In the text about whether software engineering is solved, which two trades does the online message say developers should switch to?
*** TEXT
"Software engineering is solved." This is all I see lately when scrolling LinkedIn, X, or Reddit.
The message is loud and clear: developers are cooked and we should all pivot immediately and become plumbers or electricians.
It's not a completely crazy idea. AI coding tools have improved at a pace that has affected software development more than almost any other white-collar field. Developers who are deep into these tools can generate large amounts of working code quickly, and the days of memorizing syntax and writing everything by hand are already over.
The obvious response is that code generation is only one slice of the software engineering pie. When I say this, usually everyone nods along.
But we rarely talk about what the rest of the pie actually is. If code generation is mostly solved, then the question is what remains.
Right now the results from AI coding tools are wildly uneven. Some developers report massive productivity gains. Others say it makes them slower and produces nothing but AI slop.
A big part of the difference comes down to how the systems around AI coding tools are built and used.
Software engineering looks solved because code generation is advancing quickly. Understanding why explains what we're seeing right now and where this is headed.
A good place to start is with a simple question: why is code generation a winning use case for generative AI?
******
*** GIVEN ENTRIES
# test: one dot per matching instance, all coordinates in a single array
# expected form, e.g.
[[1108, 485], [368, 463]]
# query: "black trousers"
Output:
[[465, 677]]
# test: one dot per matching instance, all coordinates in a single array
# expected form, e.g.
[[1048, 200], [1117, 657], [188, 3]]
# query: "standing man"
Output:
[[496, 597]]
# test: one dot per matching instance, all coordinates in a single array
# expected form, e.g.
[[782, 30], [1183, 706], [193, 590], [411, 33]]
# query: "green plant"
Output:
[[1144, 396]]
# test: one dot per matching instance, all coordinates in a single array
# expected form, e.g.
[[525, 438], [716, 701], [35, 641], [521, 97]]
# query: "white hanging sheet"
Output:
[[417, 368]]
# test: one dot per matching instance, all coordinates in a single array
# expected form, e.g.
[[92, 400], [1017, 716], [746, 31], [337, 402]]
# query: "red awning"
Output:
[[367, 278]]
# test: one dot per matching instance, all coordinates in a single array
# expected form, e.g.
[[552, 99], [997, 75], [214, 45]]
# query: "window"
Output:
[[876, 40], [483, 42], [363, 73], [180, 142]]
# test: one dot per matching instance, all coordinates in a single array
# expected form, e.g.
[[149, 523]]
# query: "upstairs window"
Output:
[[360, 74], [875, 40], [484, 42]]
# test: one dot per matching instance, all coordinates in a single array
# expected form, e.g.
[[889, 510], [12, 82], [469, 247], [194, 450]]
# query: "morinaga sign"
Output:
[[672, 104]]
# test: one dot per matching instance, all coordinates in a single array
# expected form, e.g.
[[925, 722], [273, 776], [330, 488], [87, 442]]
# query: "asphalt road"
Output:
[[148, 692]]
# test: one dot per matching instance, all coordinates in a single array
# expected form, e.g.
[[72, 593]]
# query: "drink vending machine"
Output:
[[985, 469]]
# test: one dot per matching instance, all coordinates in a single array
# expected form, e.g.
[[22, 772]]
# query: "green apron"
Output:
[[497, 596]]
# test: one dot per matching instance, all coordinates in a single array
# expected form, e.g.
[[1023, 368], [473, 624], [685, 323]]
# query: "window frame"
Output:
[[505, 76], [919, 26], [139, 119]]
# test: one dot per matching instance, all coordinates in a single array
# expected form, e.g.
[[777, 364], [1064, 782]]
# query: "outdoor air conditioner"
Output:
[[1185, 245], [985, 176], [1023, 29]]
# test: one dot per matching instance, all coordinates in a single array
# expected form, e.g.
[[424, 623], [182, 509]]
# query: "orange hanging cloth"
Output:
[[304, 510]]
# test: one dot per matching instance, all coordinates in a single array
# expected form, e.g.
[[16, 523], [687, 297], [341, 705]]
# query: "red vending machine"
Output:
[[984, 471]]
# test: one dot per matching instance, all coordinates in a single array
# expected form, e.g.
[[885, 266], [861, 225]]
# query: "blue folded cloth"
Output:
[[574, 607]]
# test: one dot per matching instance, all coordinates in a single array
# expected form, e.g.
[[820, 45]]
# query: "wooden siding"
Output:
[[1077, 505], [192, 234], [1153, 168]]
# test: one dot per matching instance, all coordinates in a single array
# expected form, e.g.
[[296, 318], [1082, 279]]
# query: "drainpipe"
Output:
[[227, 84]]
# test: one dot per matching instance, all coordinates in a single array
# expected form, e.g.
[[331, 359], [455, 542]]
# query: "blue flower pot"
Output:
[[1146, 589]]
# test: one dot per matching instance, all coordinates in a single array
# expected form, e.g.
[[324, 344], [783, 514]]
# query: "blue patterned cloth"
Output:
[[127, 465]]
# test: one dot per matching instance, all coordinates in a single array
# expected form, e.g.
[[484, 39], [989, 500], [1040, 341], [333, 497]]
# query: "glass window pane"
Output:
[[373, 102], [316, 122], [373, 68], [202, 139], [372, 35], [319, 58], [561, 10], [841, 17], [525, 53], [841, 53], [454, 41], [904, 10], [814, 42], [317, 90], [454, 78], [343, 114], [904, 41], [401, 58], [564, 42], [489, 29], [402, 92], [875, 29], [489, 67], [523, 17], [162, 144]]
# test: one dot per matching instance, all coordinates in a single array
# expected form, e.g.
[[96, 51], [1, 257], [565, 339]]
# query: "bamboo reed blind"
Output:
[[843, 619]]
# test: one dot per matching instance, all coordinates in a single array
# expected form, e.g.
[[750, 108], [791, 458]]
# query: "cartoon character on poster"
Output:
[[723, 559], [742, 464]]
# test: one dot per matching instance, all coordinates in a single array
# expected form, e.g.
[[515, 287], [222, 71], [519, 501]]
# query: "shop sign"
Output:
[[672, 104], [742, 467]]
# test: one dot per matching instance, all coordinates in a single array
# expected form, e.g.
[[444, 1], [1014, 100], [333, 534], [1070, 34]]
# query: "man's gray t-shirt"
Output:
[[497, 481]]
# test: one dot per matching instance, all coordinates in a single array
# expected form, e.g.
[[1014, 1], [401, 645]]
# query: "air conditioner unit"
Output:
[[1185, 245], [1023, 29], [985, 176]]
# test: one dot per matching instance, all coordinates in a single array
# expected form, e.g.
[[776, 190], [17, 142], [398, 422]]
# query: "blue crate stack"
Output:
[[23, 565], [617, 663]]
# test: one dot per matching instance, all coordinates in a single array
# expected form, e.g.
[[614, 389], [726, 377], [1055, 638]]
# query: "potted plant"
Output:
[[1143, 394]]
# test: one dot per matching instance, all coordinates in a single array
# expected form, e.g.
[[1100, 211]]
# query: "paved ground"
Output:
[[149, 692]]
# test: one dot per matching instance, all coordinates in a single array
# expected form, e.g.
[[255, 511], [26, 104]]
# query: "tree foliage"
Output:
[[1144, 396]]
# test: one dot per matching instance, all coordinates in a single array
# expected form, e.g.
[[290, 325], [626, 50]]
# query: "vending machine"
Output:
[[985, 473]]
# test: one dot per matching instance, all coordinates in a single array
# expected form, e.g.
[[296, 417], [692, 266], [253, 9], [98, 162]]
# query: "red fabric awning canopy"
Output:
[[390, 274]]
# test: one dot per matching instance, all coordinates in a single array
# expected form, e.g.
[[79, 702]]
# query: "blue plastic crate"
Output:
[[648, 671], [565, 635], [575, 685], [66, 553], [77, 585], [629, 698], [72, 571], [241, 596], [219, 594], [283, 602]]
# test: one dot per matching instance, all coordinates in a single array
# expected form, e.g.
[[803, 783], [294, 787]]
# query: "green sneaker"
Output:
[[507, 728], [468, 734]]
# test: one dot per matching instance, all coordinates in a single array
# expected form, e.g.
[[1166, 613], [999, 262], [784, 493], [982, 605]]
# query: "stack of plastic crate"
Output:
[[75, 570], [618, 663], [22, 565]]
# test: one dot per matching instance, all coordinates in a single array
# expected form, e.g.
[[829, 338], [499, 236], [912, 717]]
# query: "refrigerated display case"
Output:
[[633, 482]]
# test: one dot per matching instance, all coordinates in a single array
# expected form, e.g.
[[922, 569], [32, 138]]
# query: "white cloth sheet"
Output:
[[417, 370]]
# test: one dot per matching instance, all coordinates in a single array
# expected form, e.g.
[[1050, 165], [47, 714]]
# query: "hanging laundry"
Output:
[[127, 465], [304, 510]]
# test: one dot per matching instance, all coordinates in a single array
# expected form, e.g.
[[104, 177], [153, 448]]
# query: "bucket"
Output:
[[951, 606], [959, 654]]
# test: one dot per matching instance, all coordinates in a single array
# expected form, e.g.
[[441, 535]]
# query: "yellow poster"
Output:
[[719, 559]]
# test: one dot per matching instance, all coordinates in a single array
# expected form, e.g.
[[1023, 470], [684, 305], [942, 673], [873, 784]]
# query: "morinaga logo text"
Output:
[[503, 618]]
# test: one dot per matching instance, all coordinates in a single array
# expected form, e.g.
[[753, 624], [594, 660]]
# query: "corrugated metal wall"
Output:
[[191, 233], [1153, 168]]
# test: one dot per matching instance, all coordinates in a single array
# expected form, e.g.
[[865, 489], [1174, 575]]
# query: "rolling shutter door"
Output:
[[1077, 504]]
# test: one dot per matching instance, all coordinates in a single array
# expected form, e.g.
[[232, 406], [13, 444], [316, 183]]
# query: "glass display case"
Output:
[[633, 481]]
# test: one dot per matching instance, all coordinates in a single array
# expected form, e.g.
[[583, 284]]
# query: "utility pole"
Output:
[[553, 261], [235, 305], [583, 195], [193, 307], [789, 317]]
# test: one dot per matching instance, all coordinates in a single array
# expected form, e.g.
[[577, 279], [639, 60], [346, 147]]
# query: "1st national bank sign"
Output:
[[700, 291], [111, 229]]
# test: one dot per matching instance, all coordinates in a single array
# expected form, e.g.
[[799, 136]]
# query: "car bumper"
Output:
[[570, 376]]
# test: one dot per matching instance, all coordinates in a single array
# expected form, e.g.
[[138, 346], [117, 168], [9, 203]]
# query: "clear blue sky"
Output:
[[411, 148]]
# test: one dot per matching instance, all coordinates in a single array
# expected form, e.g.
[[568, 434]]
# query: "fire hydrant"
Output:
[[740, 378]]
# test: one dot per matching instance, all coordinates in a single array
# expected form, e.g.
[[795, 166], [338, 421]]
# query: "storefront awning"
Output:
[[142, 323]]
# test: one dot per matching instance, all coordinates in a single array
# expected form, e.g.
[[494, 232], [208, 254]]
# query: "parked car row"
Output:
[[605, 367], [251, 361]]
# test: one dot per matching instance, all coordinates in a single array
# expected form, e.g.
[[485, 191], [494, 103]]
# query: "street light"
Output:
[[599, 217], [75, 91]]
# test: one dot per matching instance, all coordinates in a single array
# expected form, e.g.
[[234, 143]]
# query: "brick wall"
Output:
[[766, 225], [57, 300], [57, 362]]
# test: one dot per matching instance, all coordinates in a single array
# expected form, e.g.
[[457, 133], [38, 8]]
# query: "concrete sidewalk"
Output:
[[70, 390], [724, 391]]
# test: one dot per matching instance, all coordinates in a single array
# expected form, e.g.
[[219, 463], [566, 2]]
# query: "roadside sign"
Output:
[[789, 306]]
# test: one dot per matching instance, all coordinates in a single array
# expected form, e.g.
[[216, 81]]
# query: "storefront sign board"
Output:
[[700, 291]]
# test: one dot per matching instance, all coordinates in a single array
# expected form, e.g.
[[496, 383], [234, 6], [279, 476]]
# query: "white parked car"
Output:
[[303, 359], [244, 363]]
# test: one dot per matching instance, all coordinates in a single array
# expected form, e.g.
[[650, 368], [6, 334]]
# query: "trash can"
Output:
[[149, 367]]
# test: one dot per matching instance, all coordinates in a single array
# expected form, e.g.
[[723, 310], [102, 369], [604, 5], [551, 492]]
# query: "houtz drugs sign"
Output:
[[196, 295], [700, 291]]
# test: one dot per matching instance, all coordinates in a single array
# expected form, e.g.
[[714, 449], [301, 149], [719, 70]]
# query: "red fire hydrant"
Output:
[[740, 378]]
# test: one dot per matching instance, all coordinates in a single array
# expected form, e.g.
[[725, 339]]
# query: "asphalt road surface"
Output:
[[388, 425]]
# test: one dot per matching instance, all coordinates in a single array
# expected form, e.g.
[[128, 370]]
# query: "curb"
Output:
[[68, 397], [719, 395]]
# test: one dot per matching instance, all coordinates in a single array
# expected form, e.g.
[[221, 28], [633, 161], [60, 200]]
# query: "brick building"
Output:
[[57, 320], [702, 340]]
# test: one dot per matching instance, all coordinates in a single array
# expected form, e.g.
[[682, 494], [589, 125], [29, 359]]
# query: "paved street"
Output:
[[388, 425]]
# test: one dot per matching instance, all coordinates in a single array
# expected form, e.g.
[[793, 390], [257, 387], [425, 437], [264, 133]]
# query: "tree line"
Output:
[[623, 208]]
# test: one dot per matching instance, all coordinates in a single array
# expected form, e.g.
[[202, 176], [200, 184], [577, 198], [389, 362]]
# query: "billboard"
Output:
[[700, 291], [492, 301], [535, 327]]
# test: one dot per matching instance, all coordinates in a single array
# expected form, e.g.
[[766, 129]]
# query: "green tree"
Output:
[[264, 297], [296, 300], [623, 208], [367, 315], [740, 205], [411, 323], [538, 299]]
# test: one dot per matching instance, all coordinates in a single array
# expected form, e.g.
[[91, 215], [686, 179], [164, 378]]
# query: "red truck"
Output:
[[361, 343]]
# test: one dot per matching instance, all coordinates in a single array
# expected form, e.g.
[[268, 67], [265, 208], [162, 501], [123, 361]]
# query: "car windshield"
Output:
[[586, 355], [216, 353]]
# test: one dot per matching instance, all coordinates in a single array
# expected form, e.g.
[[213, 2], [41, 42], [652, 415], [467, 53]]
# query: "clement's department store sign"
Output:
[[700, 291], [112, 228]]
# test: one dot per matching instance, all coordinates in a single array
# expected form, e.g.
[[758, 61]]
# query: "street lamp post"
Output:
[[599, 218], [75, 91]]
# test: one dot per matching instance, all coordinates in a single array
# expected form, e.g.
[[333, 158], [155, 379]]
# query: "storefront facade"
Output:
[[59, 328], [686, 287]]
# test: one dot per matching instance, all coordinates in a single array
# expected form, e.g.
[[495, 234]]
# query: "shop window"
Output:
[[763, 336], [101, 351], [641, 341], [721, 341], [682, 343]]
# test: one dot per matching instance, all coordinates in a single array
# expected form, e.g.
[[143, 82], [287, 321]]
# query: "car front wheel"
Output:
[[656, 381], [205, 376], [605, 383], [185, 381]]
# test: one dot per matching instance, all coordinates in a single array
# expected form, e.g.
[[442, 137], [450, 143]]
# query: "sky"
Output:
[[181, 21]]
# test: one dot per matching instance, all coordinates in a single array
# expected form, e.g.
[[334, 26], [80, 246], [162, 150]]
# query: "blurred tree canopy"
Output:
******
SOLUTION BELOW
Plumbers or electricians.